What the exercise asks: Please output, word for word, the stretch of the comment exchange below that opens with the words "You should really" and closes with "the recent past.".

You should really come hangout with me and other peeps on discord some more. We are all misfits in a way. I recognize so much of myself in your stories, even though I don't feel like I'm being punished for being in Portugal and for living in Spain/ The Canary Islands in the recent past.

I know it's easier said than done, but I changed my outlook on life, I still got my struggles but I'm doing way better now.

I would recommend you to give a listen to 'Blinkers Removed' by Man of No Ego:

I can listen to that music and its lyrics over and over again and wrote a post about it a couple of weeks back Music that is changing my life
I will send you a link to the album on Discord. This is healing music - and words - to me, recommended by the great @paradigmprospect
A German guy, who actually lived in The States and is a great storyteller himself :>)

Long story short, I always enjoy your (life) stories. You are a great writer and storty teller who always manages to tell multiple stories in one. How do you that?

Books can be found and read just at the right time, it's kind of magical, indeed but I also start to believe more and more that you attract what you are wishing for. Stay positive and keep smiling and above all, stay creative ;>)

Thanks, I will check out the song. I'm glad you enjoy the stories--I'm glad people read them! It's funny, I always had this idea that I would never want to work as a columnist, because I would be so afraid knowing I had to come up with a new idea to write every day, but I find that since joining Steemit, I seem to have more ideas than I have time to write, so that's exciting. :)

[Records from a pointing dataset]
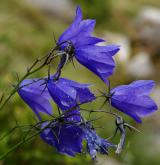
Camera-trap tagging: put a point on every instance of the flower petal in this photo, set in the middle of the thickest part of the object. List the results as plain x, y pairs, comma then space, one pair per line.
36, 95
98, 59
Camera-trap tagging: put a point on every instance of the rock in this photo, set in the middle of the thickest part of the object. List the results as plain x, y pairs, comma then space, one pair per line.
60, 7
140, 66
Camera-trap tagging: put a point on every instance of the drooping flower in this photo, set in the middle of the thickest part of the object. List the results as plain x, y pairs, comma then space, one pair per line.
94, 142
36, 95
67, 94
67, 138
64, 92
134, 99
78, 41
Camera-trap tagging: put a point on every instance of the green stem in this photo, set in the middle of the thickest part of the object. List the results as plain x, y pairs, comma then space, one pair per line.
30, 72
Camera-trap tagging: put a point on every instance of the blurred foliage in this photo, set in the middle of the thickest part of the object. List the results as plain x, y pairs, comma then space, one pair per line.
27, 33
99, 10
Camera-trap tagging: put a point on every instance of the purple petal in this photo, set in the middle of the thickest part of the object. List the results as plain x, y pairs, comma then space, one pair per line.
66, 138
72, 30
36, 95
67, 93
98, 59
133, 99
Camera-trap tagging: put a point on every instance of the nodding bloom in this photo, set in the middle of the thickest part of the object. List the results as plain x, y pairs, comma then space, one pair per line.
77, 41
36, 95
94, 142
67, 94
66, 138
134, 99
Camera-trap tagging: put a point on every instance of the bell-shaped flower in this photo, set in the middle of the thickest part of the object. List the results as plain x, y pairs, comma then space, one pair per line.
36, 95
78, 41
66, 138
67, 94
94, 142
134, 99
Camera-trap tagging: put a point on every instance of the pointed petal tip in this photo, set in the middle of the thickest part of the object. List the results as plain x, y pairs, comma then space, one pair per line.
78, 11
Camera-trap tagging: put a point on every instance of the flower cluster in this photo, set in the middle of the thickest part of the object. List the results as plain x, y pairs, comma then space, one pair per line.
68, 131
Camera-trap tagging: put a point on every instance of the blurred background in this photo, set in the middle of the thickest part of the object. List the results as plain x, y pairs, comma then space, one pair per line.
26, 32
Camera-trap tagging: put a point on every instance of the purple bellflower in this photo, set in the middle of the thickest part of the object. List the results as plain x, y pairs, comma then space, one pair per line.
78, 41
67, 139
134, 99
36, 95
94, 142
67, 94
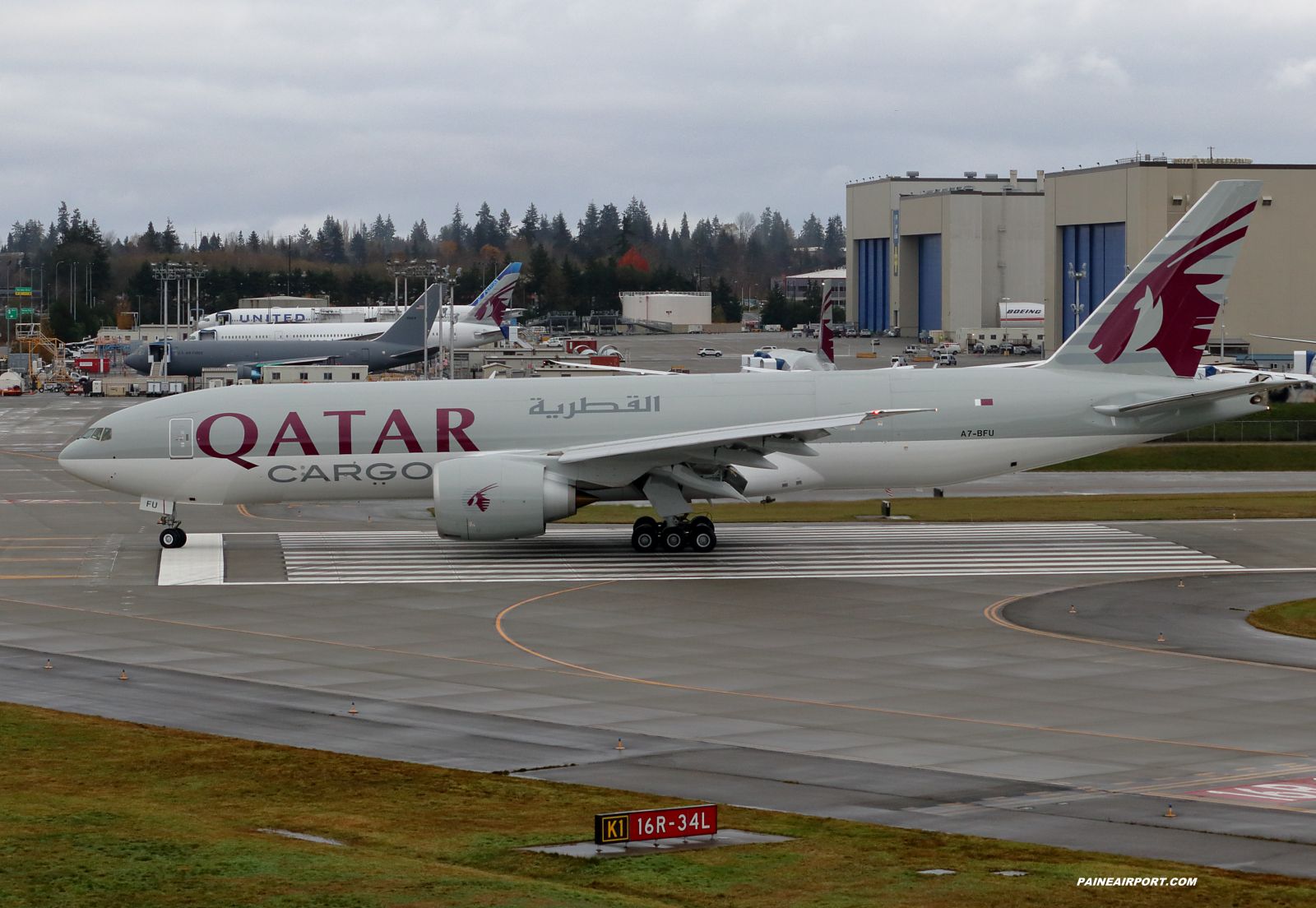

Exercise output:
You should really come hangout with me and other peeps on discord some more. We are all misfits in a way. I recognize so much of myself in your stories, even though I don't feel like I'm being punished for being in Portugal and for living in Spain/ The Canary Islands in the recent past.